### [Items from a dataset]
----

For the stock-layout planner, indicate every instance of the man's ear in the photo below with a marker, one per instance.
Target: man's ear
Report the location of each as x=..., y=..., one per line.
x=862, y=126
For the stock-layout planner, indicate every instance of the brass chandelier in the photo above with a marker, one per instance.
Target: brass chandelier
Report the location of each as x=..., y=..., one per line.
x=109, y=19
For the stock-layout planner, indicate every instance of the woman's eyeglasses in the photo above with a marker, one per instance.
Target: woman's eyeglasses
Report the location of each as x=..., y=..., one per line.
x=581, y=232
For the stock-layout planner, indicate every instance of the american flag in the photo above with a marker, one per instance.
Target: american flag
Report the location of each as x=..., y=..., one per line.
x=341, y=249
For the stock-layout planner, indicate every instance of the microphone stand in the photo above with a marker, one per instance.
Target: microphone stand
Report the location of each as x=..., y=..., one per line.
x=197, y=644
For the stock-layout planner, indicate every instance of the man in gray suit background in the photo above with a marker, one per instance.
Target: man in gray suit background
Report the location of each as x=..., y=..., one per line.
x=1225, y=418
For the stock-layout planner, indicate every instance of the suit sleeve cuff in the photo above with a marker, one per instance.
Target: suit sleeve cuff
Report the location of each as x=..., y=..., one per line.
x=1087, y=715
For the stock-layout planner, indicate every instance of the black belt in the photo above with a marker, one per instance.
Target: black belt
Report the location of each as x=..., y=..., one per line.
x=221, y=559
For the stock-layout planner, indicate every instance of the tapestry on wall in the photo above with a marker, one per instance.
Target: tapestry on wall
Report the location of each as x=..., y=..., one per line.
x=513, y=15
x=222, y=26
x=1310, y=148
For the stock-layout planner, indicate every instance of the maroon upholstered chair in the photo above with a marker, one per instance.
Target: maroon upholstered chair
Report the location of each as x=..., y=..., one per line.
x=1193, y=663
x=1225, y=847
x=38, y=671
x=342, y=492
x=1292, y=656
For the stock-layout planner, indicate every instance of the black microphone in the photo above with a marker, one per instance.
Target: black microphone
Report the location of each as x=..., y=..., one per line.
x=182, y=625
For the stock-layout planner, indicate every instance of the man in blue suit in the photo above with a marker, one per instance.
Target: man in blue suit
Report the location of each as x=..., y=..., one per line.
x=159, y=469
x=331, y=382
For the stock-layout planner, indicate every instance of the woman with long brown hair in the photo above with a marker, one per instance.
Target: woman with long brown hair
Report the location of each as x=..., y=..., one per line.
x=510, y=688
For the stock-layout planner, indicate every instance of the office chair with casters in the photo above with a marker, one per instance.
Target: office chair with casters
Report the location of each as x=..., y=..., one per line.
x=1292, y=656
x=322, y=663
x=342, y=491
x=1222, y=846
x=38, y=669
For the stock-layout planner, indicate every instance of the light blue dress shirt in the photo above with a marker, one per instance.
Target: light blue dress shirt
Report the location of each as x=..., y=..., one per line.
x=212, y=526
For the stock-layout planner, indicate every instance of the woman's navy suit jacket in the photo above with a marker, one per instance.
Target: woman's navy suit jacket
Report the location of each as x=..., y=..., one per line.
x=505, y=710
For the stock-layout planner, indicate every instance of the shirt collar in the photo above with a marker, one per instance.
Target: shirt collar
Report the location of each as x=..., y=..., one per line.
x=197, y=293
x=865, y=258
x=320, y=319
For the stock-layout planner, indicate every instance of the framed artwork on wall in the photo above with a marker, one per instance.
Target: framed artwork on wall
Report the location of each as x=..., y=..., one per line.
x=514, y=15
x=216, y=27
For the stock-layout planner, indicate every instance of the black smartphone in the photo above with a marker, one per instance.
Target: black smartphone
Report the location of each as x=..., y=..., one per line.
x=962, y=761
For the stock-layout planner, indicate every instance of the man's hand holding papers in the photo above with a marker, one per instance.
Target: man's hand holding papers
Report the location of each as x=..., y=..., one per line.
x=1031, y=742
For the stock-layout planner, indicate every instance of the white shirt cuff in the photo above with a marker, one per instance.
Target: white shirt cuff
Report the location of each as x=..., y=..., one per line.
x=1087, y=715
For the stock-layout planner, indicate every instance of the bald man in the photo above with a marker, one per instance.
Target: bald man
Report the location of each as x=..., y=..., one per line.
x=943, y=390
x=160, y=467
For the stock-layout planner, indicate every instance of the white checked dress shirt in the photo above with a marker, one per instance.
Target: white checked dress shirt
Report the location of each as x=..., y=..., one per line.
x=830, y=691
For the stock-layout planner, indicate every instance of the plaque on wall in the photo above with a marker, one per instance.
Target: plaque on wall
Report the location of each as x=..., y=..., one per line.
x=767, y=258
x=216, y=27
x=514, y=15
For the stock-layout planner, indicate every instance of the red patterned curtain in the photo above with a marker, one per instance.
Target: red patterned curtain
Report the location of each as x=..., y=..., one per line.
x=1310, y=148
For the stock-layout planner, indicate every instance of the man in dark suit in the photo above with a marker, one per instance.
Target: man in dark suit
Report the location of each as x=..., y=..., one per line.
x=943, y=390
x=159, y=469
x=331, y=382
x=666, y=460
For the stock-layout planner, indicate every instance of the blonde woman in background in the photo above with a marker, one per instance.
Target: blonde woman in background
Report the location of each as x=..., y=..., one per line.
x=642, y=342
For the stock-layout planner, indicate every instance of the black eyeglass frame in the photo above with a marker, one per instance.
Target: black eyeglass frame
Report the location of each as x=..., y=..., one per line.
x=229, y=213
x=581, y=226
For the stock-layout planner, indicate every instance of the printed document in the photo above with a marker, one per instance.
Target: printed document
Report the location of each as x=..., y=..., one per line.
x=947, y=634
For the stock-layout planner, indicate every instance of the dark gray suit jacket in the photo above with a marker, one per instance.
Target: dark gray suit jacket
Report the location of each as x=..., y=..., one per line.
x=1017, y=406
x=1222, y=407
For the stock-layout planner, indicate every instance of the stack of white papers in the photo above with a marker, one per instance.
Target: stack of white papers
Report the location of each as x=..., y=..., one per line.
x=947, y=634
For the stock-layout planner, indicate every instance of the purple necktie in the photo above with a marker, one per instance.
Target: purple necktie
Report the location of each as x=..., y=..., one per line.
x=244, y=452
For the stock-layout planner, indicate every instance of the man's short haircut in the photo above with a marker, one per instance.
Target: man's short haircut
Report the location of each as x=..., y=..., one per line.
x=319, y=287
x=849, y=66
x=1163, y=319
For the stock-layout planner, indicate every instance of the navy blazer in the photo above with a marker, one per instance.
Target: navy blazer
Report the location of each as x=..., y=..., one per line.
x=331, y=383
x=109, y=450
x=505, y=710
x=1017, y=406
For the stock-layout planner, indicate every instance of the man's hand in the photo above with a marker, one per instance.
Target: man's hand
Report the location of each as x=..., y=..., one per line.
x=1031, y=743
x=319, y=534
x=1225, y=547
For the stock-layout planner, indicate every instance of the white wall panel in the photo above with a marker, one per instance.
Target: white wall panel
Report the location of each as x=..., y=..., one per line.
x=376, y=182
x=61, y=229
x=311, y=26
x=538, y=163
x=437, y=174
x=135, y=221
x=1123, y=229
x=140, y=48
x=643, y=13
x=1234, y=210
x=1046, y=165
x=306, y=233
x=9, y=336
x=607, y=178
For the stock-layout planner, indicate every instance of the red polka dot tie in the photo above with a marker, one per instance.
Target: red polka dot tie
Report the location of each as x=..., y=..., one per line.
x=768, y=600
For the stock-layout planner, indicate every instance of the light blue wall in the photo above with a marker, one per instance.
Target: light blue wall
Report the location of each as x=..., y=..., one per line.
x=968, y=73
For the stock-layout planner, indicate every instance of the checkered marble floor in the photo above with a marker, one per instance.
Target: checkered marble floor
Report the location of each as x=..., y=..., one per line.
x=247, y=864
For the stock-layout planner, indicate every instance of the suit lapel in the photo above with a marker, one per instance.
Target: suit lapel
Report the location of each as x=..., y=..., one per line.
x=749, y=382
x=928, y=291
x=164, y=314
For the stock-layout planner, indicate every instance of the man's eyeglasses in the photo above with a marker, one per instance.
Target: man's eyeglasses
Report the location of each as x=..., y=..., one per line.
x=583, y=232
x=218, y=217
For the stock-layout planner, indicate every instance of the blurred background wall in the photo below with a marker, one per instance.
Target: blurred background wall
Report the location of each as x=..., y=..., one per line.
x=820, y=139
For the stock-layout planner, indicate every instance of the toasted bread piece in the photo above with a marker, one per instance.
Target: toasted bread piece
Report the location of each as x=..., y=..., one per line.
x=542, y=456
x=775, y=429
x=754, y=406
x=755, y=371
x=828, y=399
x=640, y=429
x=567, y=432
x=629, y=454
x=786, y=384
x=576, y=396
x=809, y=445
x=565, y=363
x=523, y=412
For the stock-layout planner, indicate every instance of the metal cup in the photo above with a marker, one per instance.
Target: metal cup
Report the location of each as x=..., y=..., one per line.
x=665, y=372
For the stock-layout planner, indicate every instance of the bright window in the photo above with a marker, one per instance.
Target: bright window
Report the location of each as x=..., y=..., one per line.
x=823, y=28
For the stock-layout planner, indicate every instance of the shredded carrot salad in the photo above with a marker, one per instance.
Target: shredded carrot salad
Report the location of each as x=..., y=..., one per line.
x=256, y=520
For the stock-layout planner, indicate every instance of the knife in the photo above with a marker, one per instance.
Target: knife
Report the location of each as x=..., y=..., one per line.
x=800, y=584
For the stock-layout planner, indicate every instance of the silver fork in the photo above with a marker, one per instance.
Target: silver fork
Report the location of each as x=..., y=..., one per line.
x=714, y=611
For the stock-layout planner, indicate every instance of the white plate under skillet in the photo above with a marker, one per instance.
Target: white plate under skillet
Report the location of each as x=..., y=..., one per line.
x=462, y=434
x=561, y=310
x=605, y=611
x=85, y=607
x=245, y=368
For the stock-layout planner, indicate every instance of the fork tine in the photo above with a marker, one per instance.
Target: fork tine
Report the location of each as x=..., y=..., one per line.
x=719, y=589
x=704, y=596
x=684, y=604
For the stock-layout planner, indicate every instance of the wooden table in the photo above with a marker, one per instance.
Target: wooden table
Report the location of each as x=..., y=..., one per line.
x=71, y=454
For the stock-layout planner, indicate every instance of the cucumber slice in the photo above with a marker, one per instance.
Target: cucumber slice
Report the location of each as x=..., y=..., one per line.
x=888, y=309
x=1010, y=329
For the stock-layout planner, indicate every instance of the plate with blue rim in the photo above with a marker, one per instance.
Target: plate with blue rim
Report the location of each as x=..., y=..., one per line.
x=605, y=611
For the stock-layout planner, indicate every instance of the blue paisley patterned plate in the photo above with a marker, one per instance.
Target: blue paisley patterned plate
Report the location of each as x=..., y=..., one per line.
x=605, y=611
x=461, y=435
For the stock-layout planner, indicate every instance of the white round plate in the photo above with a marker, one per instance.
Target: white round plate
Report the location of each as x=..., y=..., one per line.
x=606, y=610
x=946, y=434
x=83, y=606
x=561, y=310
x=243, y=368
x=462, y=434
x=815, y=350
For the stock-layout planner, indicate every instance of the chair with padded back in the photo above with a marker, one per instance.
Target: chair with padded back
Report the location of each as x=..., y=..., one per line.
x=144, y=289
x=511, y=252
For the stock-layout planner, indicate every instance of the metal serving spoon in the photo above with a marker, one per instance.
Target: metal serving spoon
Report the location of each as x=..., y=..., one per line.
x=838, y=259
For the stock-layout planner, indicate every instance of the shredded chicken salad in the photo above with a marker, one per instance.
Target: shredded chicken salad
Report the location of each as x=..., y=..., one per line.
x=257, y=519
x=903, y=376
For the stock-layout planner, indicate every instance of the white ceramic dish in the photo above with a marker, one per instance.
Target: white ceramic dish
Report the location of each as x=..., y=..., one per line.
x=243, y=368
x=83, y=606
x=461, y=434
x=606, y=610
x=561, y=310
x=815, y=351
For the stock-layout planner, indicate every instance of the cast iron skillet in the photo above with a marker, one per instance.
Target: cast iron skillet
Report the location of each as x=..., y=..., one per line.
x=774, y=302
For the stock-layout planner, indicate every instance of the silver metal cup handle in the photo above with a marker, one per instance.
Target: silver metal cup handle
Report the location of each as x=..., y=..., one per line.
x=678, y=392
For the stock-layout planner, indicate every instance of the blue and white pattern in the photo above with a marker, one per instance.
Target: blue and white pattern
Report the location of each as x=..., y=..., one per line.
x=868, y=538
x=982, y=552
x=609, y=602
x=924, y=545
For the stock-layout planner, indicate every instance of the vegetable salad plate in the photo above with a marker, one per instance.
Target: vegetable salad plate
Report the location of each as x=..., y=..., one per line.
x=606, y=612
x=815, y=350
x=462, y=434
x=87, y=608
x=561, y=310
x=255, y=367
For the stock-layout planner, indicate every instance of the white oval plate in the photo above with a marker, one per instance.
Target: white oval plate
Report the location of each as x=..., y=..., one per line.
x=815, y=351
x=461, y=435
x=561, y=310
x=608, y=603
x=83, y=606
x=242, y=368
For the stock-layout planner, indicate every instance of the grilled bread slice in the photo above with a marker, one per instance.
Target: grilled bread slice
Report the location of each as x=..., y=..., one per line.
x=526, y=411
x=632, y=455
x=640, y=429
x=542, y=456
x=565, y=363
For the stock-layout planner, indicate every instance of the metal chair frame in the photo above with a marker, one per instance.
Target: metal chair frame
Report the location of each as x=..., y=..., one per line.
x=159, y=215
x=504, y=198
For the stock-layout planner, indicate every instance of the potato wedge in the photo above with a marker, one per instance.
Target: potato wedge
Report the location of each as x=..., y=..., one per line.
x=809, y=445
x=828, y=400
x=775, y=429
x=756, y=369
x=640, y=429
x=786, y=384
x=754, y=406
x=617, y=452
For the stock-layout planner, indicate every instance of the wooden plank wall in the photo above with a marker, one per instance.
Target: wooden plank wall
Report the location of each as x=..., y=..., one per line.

----

### [Task brief]
Tell how many lines of the data include the word "bread", without any other words.

### [Answer]
4